## FRAGMENTO DEL DOCUMENTO
Eso era el viejo Molinón, un aula de estética y de ética. Un sitio en el que pintar sueños y entregarse a héroes y leyendas. Ha ido pasando el tiempo, que todo lo carcome, y de aquello sólo queda un resto desfigurado y maltrecho. El sagrado Molinón ya no es un tabernáculo judío sino un escenario donde reina el ruido más ruidoso y la espectacularidad del espectáculo. Una trivialización lógica: el viejo estadio, colocado en una desembocadura, es punto de decantación de todas las modas-desechos del mundo que vienen a parar a la mar. Hemos vivido desde entonces tiempos muy diversos. Épocas, muchas, de vacas flacas y épocas, pocas, de vacas gordas. Hemos conocido la gloria del equipo de Quini o de Ablanedo y hemos vivido los tiempos infernales de los peores tuercebotas. Por un milagro de la Virgen de Covadonga estamos inexplicablemente vivos después de habernos visto arrastrados a la nada por alamedas perdidas, gestores infames, demagogos mediocres, y por las memeces de los más ignaros gurús de las emisoras y televisoras. En este año de gracia de 2015 una inesperada ola de la fortuna nos rescató del penoso naufragio, y nos devolvió, con su fuerza, a uno de esos resplandores, escasos y cíclicos, que a veces nos tocan. Hemos vuelto, gracias a los atletas locales, por citar al clásico, a Primera. Milagros como éste sólo ha habido siete en nuestra historia, número que marca el ciclo bíblico de la prosperidad y de la ruina. Ahora estamos en la euforia. No vamos a recordar aquí pasados tenebrosos, ni errores tremebundos, ni frivolidades infantiles, ni héroes de plástico, ni memorias falseadas que dejaron casi muerta a esta nube roja y blanca que cubre y mece a nuestras olas.

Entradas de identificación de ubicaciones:
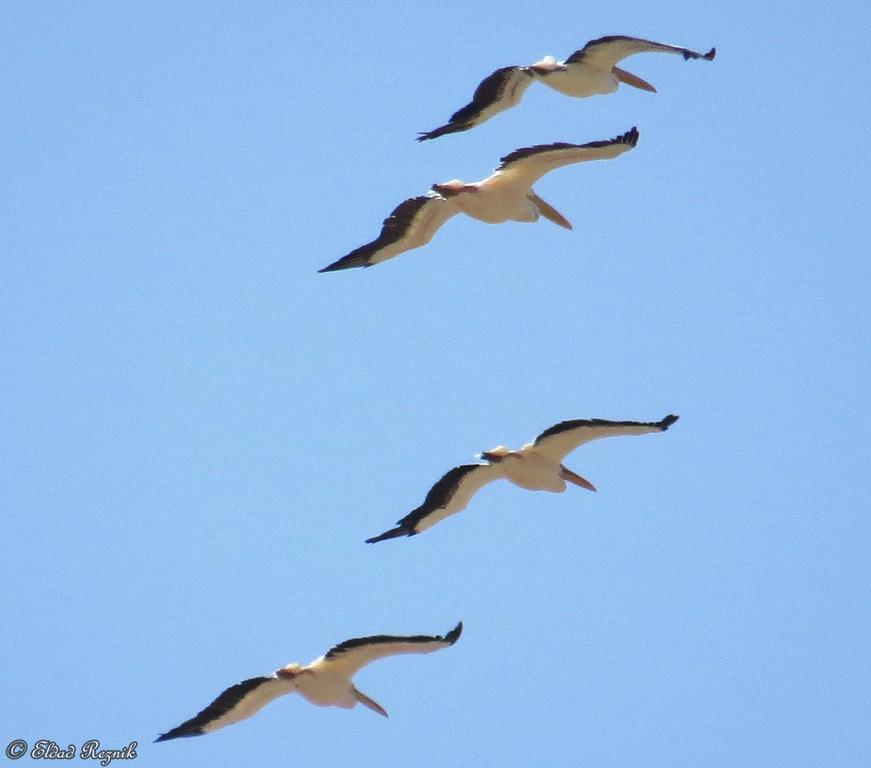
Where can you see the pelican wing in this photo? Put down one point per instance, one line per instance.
(605, 52)
(561, 439)
(348, 657)
(451, 494)
(410, 225)
(237, 703)
(526, 165)
(496, 93)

## EJERCICIO PROPUESTO 1
Según el texto sobre el viejo Molinón, ¿cuántos milagros como el regreso a Primera ha habido en la historia del equipo?
## EJERCICIO PROPUESTO 2
Por favor, reanuda el texto sobre el viejo Molinón justo después de su última oración.

## RESPUESTA 1
Siete.

## RESPUESTA 2
 

Vuelve el viejo molino a ser otra vez escuela de ética y de estética. Vuelve el arte que necesita el fútbol para ser una ficción de la vida y para que Gijón sea, otra vez, escenario de sueños. Estamos de nuevo en la gran pasarela del fútbol. Una vez más desfilarán por esa inmaculada pradera verde, que parece sacada del palacio de un lord inglés, los nuevos artistas del balompié: Kroos, el metrónomo; Messi, supuestamente el mejor jugador de la historia, sobre todo para quienes no han visto la historia; Ronaldo, la ambición de mejora sin fin y la máquina futbolística perfecta; Varane, un nuevo Beckenbauer, y otros muchos etcéteras. Otros niños y muchos jóvenes volverán a aprender en esa vieja escuela –cuando ya no quedan maestros analfabetos, que ahora todos son grandes epistemólogos explicándonos su mendaz cháchara pipera– lo que es el arte o lo que es un artista. Los niños volverán a ver hazañas y observarán boquiabiertos cómo de unas botas salen unas volutas artísticas que parecen filigranas dóricas. Y los nombres y las hazañas de esas botas quedarán grabadas para siempre en sus asombradas pupilas hasta el día del último suspiro. Vuelve el Sporting a ser la ficción de la perfección soñada. No se trata de ganar, que eso es sólo el adorno que acompaña al triunfo, se trata de ver cómo unos atletas pisan el misterio y nos regalan a los demás un regate tan bello como el mejor verso de un poema homérico.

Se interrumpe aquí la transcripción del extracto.